Provided passage:
__________

Sunday, February 12, 2006

SONY Does Bad Things

I've never been a big fan of SONY or its products. I got a SONY stereo for Christmas one year: it broke within six months. I was unduly influenced by a sale at Circuit City and bought a SONY discman: it conked out in about 9 months.

Then I moved to Japan and had similar problems with a SONY Vaio desktop computer that I bought back in 2003. My students let me in on a little colloquial expression around here, 'SONY-time', which means "the tendency to break down two or three times a year".

My experiences with SONY's products were never that bad, but I've made sure to avoid their stuff at all costs. I will happily pay a bit more for a SONY competitor, although the opposite seems to be necessary here in Tokyo, Japan. SONY products are usually more expensive than their competitors products in this town. Why? Excellent question. I suspect that it's because the people over here have been buying SONY incessantly since the late 70's. They also happen to be accustomed to paying top yen for things, so there's little reason for SONY to break the trend.

What has pushed me over the edge now is the crap that SONY has been packing with its CD's. If you weren't awake for the uproar last year caused by the copyright protection software SONY uses, head on over to this article by J. Alex Halderman for some background information.

Here is my boiled-down version of the situation: I tried to listen to Z, an album by My Morning Jacket. Oops. Due to the fact that I am like the vast majority of computer users (i.e. I am stupid and run my computer in administrator mode), my computer automatically ran and installed a number of copy-protection files on my hard drive. Sounds normal, right?

__________

Material shown:

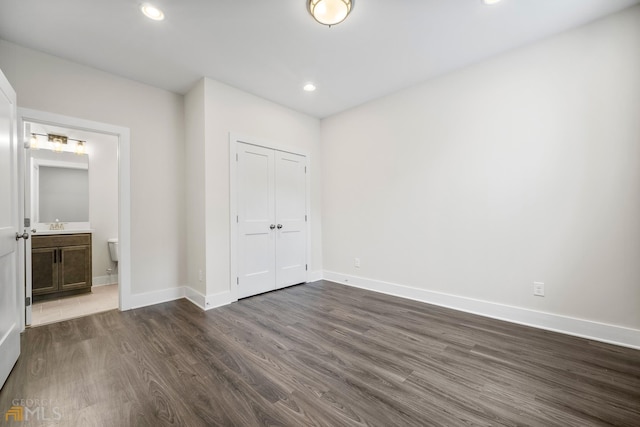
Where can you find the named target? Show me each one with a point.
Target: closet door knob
(24, 236)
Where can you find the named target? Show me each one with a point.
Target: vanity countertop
(55, 232)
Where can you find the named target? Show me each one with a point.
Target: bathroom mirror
(59, 189)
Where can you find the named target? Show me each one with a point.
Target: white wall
(195, 187)
(230, 110)
(522, 168)
(156, 120)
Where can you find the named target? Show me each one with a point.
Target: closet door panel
(291, 209)
(256, 215)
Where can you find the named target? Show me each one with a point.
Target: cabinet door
(75, 267)
(44, 270)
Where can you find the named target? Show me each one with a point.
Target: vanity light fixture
(330, 12)
(152, 12)
(80, 147)
(58, 141)
(33, 142)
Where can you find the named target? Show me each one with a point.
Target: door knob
(24, 236)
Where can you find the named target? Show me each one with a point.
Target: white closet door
(9, 226)
(256, 216)
(291, 232)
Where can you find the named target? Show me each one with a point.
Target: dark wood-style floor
(320, 354)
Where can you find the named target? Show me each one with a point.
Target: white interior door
(271, 220)
(9, 225)
(291, 217)
(256, 220)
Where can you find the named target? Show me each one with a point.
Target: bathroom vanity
(60, 265)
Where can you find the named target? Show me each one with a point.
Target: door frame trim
(124, 189)
(234, 139)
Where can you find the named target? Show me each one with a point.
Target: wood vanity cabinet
(60, 265)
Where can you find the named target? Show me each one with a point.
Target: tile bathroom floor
(101, 298)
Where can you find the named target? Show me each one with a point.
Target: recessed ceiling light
(152, 12)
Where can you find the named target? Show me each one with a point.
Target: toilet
(114, 251)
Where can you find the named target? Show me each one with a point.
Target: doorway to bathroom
(73, 176)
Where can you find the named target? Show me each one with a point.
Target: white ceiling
(271, 48)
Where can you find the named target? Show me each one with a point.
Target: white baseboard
(195, 297)
(110, 279)
(611, 334)
(157, 297)
(314, 276)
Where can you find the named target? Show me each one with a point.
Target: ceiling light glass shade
(57, 146)
(152, 12)
(330, 12)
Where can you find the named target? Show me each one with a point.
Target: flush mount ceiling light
(330, 12)
(152, 12)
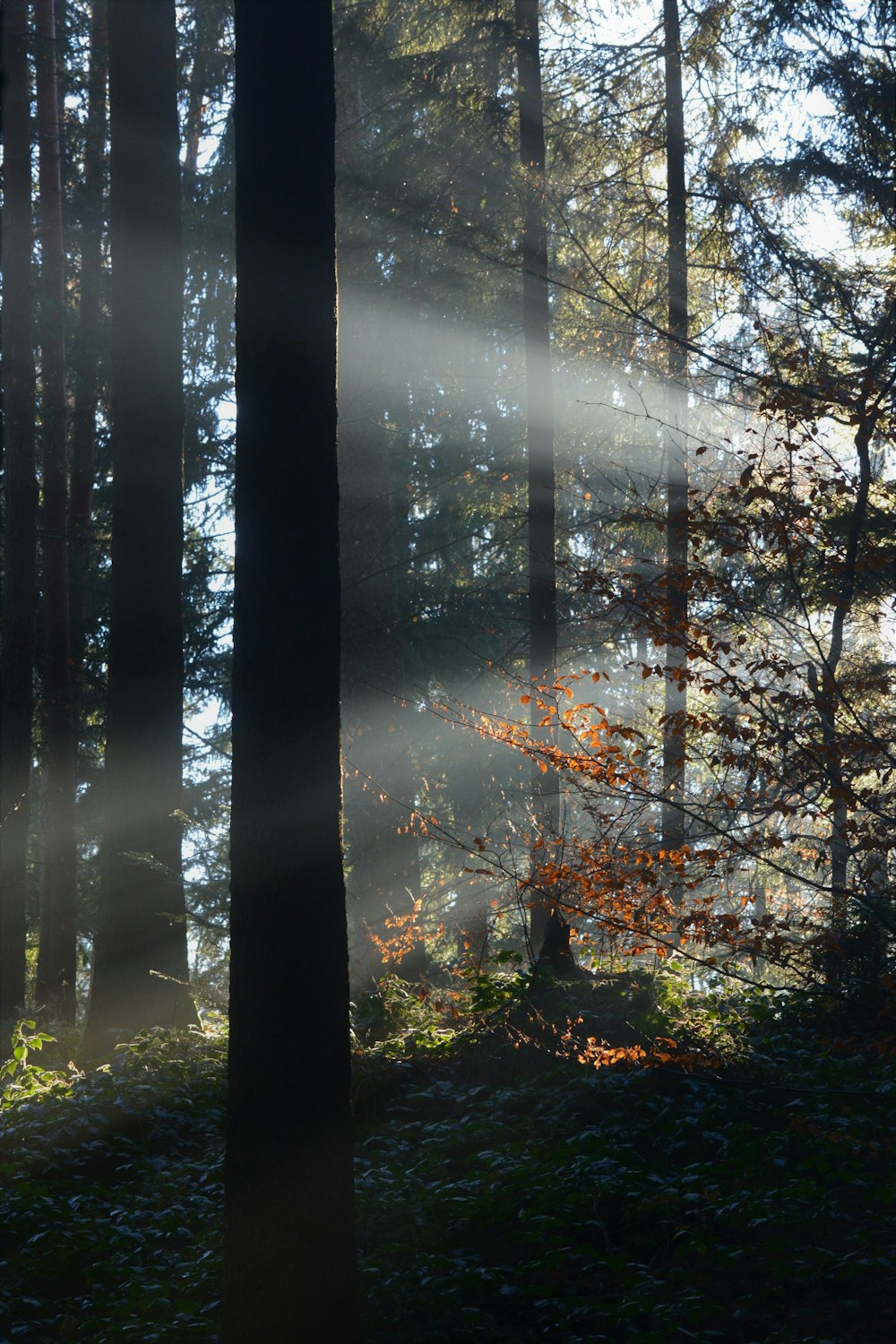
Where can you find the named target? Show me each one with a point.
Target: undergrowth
(535, 1161)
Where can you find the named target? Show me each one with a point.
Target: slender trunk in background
(86, 352)
(379, 782)
(676, 693)
(382, 854)
(536, 335)
(140, 956)
(19, 507)
(56, 960)
(289, 1246)
(826, 695)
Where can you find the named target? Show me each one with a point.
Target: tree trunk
(536, 335)
(379, 785)
(21, 502)
(676, 687)
(58, 954)
(140, 959)
(86, 352)
(289, 1204)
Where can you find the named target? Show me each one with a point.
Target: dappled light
(447, 661)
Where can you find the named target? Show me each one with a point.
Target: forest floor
(721, 1169)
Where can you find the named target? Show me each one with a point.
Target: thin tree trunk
(536, 333)
(289, 1207)
(56, 960)
(21, 503)
(140, 959)
(826, 696)
(86, 352)
(676, 687)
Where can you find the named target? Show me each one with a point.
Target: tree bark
(86, 352)
(289, 1204)
(536, 335)
(58, 953)
(676, 685)
(21, 503)
(140, 967)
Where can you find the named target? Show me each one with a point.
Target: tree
(86, 354)
(541, 507)
(21, 502)
(140, 956)
(289, 1203)
(676, 594)
(58, 952)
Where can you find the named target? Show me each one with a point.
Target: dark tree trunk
(86, 351)
(289, 1204)
(140, 959)
(676, 690)
(21, 503)
(56, 960)
(536, 333)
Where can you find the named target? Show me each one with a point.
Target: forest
(447, 666)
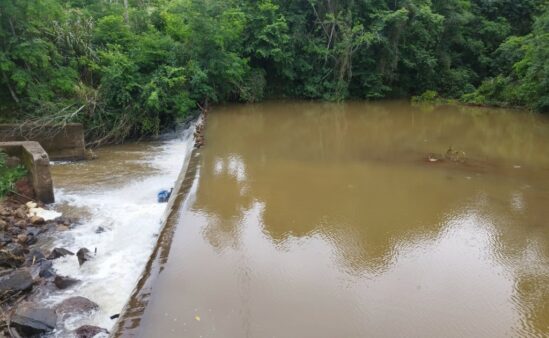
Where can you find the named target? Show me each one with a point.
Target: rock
(36, 220)
(89, 331)
(16, 249)
(63, 282)
(20, 213)
(59, 252)
(21, 223)
(10, 260)
(5, 238)
(62, 228)
(22, 238)
(75, 305)
(18, 280)
(42, 268)
(31, 205)
(30, 320)
(34, 256)
(83, 255)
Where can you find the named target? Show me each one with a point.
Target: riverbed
(360, 220)
(113, 200)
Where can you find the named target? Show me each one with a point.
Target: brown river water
(329, 220)
(346, 220)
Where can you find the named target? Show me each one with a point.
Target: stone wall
(66, 144)
(36, 160)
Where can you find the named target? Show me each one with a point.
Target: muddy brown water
(329, 220)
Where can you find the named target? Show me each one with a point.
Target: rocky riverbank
(26, 273)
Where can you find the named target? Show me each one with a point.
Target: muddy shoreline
(28, 275)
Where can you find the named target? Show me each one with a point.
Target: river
(356, 220)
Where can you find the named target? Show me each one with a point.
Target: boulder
(34, 256)
(83, 255)
(30, 320)
(59, 252)
(63, 282)
(89, 331)
(18, 280)
(43, 268)
(21, 213)
(10, 260)
(22, 238)
(37, 220)
(16, 249)
(75, 305)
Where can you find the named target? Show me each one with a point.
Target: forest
(127, 68)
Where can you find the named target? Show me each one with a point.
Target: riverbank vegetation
(9, 175)
(127, 68)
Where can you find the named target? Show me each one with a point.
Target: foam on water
(131, 218)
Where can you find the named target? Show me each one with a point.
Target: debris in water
(164, 195)
(83, 255)
(46, 215)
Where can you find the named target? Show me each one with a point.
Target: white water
(131, 217)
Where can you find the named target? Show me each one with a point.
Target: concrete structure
(36, 160)
(65, 144)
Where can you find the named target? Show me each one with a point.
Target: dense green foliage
(132, 67)
(9, 176)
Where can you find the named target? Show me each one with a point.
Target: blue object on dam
(164, 195)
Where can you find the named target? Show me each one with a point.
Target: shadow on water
(322, 220)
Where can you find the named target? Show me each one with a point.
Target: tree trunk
(126, 15)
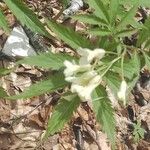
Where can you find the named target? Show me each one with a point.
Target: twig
(92, 136)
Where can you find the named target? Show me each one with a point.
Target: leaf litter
(23, 123)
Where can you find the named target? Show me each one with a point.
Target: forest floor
(23, 122)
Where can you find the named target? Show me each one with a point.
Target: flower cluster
(122, 92)
(83, 77)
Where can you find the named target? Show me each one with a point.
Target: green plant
(117, 65)
(138, 132)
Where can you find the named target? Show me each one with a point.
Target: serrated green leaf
(101, 10)
(113, 81)
(47, 60)
(144, 3)
(3, 22)
(62, 113)
(129, 16)
(54, 83)
(3, 93)
(90, 19)
(99, 32)
(114, 4)
(144, 33)
(65, 3)
(127, 32)
(26, 16)
(131, 66)
(68, 35)
(104, 112)
(147, 59)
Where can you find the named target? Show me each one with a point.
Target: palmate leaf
(54, 83)
(131, 66)
(90, 19)
(26, 16)
(62, 113)
(68, 35)
(47, 60)
(104, 113)
(3, 22)
(143, 3)
(100, 9)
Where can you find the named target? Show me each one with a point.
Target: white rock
(17, 44)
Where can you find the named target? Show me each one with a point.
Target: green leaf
(4, 71)
(47, 60)
(54, 83)
(127, 33)
(127, 18)
(26, 16)
(90, 19)
(104, 112)
(143, 3)
(99, 32)
(62, 113)
(100, 9)
(113, 81)
(114, 4)
(3, 94)
(147, 60)
(3, 22)
(131, 66)
(144, 33)
(68, 35)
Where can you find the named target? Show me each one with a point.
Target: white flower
(122, 92)
(87, 55)
(72, 68)
(84, 91)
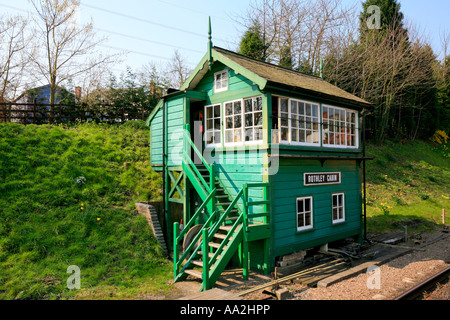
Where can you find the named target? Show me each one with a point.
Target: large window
(339, 127)
(221, 81)
(304, 213)
(253, 119)
(338, 208)
(299, 122)
(310, 124)
(213, 132)
(233, 122)
(243, 121)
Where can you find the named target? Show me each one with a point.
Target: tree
(392, 67)
(253, 43)
(13, 56)
(298, 32)
(68, 49)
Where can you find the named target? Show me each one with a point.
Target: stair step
(195, 273)
(197, 263)
(231, 211)
(210, 254)
(223, 203)
(221, 236)
(221, 196)
(216, 245)
(226, 228)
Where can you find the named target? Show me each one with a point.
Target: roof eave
(320, 95)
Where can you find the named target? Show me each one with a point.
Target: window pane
(294, 135)
(300, 222)
(284, 134)
(307, 218)
(258, 119)
(283, 105)
(229, 122)
(217, 111)
(258, 134)
(229, 136)
(237, 121)
(228, 109)
(307, 204)
(209, 137)
(258, 104)
(249, 134)
(301, 108)
(249, 120)
(248, 105)
(237, 107)
(237, 135)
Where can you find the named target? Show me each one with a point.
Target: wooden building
(266, 160)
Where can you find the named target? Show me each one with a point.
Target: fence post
(9, 112)
(34, 110)
(245, 229)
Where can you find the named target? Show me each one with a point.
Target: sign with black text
(321, 178)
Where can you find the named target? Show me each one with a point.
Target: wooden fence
(40, 113)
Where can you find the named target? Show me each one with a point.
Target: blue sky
(152, 29)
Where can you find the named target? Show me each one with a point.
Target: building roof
(275, 75)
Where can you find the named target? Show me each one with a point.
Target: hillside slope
(63, 195)
(408, 183)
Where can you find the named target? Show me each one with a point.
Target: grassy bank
(64, 195)
(408, 183)
(66, 199)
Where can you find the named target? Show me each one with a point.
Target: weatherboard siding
(287, 186)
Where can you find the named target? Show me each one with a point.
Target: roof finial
(321, 67)
(209, 44)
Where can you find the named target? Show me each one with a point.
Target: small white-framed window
(221, 81)
(340, 127)
(233, 122)
(213, 125)
(299, 122)
(304, 213)
(253, 119)
(338, 207)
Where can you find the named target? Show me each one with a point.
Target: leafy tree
(253, 44)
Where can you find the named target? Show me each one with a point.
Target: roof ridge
(269, 64)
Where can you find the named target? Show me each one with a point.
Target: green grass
(406, 181)
(66, 199)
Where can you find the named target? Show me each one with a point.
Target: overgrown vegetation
(407, 181)
(66, 199)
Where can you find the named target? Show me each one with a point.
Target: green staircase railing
(213, 262)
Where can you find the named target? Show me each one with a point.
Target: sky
(151, 30)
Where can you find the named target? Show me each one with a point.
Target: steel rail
(416, 291)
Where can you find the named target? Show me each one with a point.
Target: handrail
(193, 146)
(177, 237)
(187, 143)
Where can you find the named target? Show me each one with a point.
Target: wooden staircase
(225, 229)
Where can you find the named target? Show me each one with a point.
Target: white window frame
(338, 207)
(224, 79)
(290, 118)
(311, 211)
(213, 120)
(329, 145)
(225, 117)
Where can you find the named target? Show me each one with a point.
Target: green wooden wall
(287, 186)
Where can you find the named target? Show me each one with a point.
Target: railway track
(430, 283)
(308, 276)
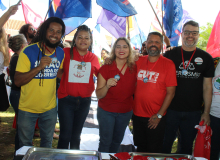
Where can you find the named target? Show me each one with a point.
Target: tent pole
(48, 10)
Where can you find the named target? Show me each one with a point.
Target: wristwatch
(159, 115)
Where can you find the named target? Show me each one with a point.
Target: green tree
(205, 32)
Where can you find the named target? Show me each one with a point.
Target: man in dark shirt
(194, 70)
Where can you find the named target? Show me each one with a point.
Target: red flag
(30, 16)
(213, 45)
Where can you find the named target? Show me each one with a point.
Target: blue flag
(74, 8)
(172, 20)
(121, 8)
(139, 37)
(62, 9)
(114, 24)
(2, 7)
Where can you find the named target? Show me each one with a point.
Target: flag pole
(128, 28)
(162, 21)
(48, 10)
(156, 16)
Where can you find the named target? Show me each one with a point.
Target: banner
(53, 8)
(172, 20)
(122, 8)
(30, 16)
(74, 8)
(2, 7)
(114, 24)
(213, 45)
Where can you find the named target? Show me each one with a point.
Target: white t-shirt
(215, 106)
(1, 63)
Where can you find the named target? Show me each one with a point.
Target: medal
(83, 63)
(184, 72)
(117, 77)
(54, 60)
(145, 80)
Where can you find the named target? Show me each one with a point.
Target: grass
(7, 135)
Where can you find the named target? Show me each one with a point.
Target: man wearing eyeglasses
(28, 31)
(194, 70)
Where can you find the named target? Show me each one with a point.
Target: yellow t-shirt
(36, 98)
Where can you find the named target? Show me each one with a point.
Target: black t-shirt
(189, 90)
(12, 67)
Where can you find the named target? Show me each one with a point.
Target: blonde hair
(4, 46)
(130, 58)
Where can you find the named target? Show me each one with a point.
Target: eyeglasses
(194, 33)
(32, 29)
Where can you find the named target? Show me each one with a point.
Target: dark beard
(31, 36)
(51, 45)
(153, 53)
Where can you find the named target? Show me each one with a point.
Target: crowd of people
(162, 93)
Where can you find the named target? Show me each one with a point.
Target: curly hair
(130, 58)
(81, 28)
(24, 29)
(4, 47)
(15, 42)
(41, 35)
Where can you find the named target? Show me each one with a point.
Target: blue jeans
(72, 115)
(111, 129)
(14, 100)
(215, 139)
(26, 126)
(185, 122)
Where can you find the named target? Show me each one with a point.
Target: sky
(202, 11)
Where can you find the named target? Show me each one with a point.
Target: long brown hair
(4, 46)
(130, 58)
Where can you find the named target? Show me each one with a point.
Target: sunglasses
(194, 33)
(33, 29)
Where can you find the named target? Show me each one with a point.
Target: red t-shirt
(78, 81)
(149, 96)
(118, 99)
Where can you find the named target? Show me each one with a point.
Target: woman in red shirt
(115, 89)
(76, 87)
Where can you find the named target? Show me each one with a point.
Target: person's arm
(24, 78)
(11, 11)
(102, 86)
(154, 120)
(60, 73)
(207, 97)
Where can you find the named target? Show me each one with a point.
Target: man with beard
(28, 31)
(194, 70)
(156, 83)
(36, 73)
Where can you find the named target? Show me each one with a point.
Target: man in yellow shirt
(36, 73)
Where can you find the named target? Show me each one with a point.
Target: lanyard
(153, 65)
(50, 51)
(189, 59)
(121, 68)
(81, 57)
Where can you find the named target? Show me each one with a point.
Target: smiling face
(53, 36)
(154, 45)
(189, 40)
(83, 40)
(122, 49)
(31, 31)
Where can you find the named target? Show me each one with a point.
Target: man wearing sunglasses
(28, 31)
(194, 70)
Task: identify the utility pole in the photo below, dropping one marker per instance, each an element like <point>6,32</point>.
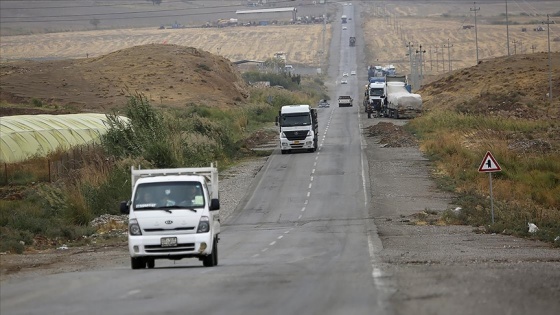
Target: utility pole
<point>421,52</point>
<point>410,45</point>
<point>431,60</point>
<point>437,59</point>
<point>449,54</point>
<point>442,59</point>
<point>549,62</point>
<point>475,9</point>
<point>507,28</point>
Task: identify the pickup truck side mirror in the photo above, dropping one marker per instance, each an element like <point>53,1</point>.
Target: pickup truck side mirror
<point>125,207</point>
<point>214,204</point>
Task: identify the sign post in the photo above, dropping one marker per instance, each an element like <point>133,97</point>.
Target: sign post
<point>490,165</point>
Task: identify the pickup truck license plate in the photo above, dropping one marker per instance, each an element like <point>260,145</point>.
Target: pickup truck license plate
<point>168,241</point>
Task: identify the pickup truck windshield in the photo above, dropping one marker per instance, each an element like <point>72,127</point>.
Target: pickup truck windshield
<point>166,195</point>
<point>376,91</point>
<point>300,119</point>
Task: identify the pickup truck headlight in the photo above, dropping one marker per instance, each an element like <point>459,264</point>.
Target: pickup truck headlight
<point>203,225</point>
<point>134,227</point>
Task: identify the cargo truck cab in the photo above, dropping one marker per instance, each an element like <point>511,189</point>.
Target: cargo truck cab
<point>299,129</point>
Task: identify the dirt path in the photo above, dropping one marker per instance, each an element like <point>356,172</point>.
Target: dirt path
<point>448,269</point>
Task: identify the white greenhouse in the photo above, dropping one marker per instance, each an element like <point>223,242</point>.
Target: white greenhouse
<point>25,136</point>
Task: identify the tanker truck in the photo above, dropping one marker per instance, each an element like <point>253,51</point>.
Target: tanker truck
<point>400,102</point>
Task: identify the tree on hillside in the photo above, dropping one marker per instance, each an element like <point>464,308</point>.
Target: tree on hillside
<point>95,22</point>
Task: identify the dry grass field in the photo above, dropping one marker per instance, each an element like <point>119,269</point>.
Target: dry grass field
<point>300,42</point>
<point>436,27</point>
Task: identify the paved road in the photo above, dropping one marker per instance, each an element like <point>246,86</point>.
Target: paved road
<point>302,243</point>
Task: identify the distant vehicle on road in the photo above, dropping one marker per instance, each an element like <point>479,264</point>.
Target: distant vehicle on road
<point>323,104</point>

__________

Problem: Please reproduce the entire Sony blog post word for word. Rely only on the Sony blog post for what follows.

Response:
Sunday, February 12, 2006

SONY Does Bad Things

I've never been a big fan of SONY or its products. I got a SONY stereo for Christmas one year: it broke within six months. I was unduly influenced by a sale at Circuit City and bought a SONY discman: it conked out in about 9 months.

Then I moved to Japan and had similar problems with a SONY Vaio desktop computer that I bought back in 2003. My students let me in on a little colloquial expression around here, 'SONY-time', which means "the tendency to break down two or three times a year".

My experiences with SONY's products were never that bad, but I've made sure to avoid their stuff at all costs. I will happily pay a bit more for a SONY competitor, although the opposite seems to be necessary here in Tokyo, Japan. SONY products are usually more expensive than their competitors products in this town. Why? Excellent question. I suspect that it's because the people over here have been buying SONY incessantly since the late 70's. They also happen to be accustomed to paying top yen for things, so there's little reason for SONY to break the trend.

What has pushed me over the edge now is the crap that SONY has been packing with its CD's. If you weren't awake for the uproar last year caused by the copyright protection software SONY uses, head on over to this article by J. Alex Halderman for some background information.

Here is my boiled-down version of the situation: I tried to listen to Z, an album by My Morning Jacket. Oops. Due to the fact that I am like the vast majority of computer users (i.e. I am stupid and run my computer in administrator mode), my computer automatically ran and installed a number of copy-protection files on my hard drive. Sounds normal, right?